Reproduce each of the records below word for word, changing nothing.

_ _ _ _ _ _ _

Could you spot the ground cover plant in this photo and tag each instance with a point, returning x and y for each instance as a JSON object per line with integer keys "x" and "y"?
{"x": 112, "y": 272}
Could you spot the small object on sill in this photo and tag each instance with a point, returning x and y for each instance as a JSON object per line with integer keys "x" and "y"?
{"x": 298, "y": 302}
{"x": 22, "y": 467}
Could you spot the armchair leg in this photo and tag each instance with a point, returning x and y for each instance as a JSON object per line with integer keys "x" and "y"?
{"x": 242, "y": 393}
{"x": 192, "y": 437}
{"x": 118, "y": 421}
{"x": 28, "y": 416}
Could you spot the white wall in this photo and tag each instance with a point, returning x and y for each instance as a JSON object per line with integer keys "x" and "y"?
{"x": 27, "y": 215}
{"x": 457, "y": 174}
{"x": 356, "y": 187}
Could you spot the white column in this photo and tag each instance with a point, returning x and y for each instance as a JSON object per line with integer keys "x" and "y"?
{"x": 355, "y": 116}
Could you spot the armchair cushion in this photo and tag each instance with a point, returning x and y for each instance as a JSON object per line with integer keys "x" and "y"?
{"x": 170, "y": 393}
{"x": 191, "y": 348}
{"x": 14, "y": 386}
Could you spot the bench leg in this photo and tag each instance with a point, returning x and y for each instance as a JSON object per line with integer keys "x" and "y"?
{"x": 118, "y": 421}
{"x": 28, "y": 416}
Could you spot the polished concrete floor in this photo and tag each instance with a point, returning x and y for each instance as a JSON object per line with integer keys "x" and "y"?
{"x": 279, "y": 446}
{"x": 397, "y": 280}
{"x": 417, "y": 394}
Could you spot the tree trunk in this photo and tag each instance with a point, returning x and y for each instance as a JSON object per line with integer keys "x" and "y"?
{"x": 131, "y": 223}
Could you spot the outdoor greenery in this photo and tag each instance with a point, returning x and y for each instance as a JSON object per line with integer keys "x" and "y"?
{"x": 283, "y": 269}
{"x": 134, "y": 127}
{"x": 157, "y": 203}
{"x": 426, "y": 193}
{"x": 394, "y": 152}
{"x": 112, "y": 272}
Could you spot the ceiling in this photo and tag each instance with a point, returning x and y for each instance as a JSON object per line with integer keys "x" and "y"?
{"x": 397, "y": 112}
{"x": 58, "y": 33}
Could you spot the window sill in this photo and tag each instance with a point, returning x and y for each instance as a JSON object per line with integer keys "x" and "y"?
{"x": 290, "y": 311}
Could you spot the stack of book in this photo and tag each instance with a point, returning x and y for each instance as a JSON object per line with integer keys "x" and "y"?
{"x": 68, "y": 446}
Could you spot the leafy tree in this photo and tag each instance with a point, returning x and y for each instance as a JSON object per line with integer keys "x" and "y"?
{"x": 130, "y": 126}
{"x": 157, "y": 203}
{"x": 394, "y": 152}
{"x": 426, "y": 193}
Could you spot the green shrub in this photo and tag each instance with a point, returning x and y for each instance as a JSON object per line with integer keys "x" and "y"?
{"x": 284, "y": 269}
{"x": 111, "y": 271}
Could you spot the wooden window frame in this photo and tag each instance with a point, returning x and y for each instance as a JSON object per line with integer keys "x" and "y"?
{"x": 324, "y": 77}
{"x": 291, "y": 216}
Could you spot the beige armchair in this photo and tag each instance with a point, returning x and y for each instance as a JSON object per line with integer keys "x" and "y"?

_ _ _ _ _ _ _

• **RESULT OF THIS EXERCISE**
Could you spot the ground cover plant in this photo and tag each instance with a point, returning x and y for each instance as a JSON object per line with integer keys "x" and "y"?
{"x": 112, "y": 272}
Could you spot the small object on sill in this photo and tag each instance with a point, returning x and y for each instance as a JSON object per line with integer keys "x" and "y"?
{"x": 298, "y": 302}
{"x": 22, "y": 467}
Could you spot the armchair leg in this photo and tag each instance with a point, returning x and y for each instance as a JSON object per line with integer keys "x" and "y"?
{"x": 242, "y": 393}
{"x": 192, "y": 437}
{"x": 118, "y": 421}
{"x": 28, "y": 416}
Could you spot the white wall in this photo and tag each instance with a point, returning x and y for each instance as a JSON object per line with integer keys "x" and "y"?
{"x": 27, "y": 215}
{"x": 457, "y": 174}
{"x": 356, "y": 187}
Could you spot the white column in this photo and tag each instance with a point, returning x and y for each instance as a JSON object per line with integer keys "x" and "y"?
{"x": 355, "y": 116}
Could you spot the armchair cushion in this photo and tag each instance with a point, returning x and y for each instance as a JSON object per line with integer keys "x" and "y"?
{"x": 170, "y": 393}
{"x": 191, "y": 348}
{"x": 14, "y": 386}
Could you spot the bench leg in this photo and tag each instance with a point, returning x and y for each instance as a JSON object per line with integer keys "x" and "y"?
{"x": 118, "y": 421}
{"x": 28, "y": 416}
Could you spot the polished concrete floor in this photo and tag each instance with a point, returning x and y for each instance as a JSON object per line with integer keys "x" and "y"?
{"x": 279, "y": 446}
{"x": 397, "y": 280}
{"x": 417, "y": 394}
Could you spot the tree trunk in this photo and tag each instance with a point, returning x and y for each instance as a JSON object per line with integer keys "x" and "y"?
{"x": 131, "y": 223}
Could you spot the outdoor greenery in this photo and tag each instance with a point, returning x and y for each instance as a JSON object per line with integer keys "x" and "y"?
{"x": 283, "y": 269}
{"x": 134, "y": 127}
{"x": 157, "y": 203}
{"x": 426, "y": 193}
{"x": 394, "y": 152}
{"x": 112, "y": 272}
Could you spot the ceiling in this photo and tag each instance with a point, returning x and y for each instance as a JSON object per line with integer keys "x" and "y"?
{"x": 397, "y": 112}
{"x": 58, "y": 33}
Could you spot the window sill in this photo and tag each instance with a point, returning x and y for each instance as a JSON object per line with integer keys "x" and "y"?
{"x": 290, "y": 311}
Could you spot the stack of book in this photo and tag each instance with a point, returning x and y for each instance as a JSON object per line with integer keys "x" and "y"?
{"x": 68, "y": 446}
Could you spot the leafy tree in this photo and tag each instance with a point, returning x and y for each instance as a JSON object per line with integer keys "x" and "y"?
{"x": 130, "y": 126}
{"x": 157, "y": 203}
{"x": 394, "y": 152}
{"x": 426, "y": 193}
Could you spot the green shrub in this photo and tag each instance with a point, returning x and y for each instance as a JSON object per line with integer keys "x" and "y"?
{"x": 284, "y": 269}
{"x": 111, "y": 271}
Could you spot the wooden window frame in this photo and tag each instance with a point, returning x and y for each instance as a JSON object per line with integer keys "x" and "y"?
{"x": 324, "y": 77}
{"x": 291, "y": 216}
Could you spot the beige armchair in this photo and tag each instance with a point, returning x and y for each instance as a JSON object per line with integer keys "x" and "y"?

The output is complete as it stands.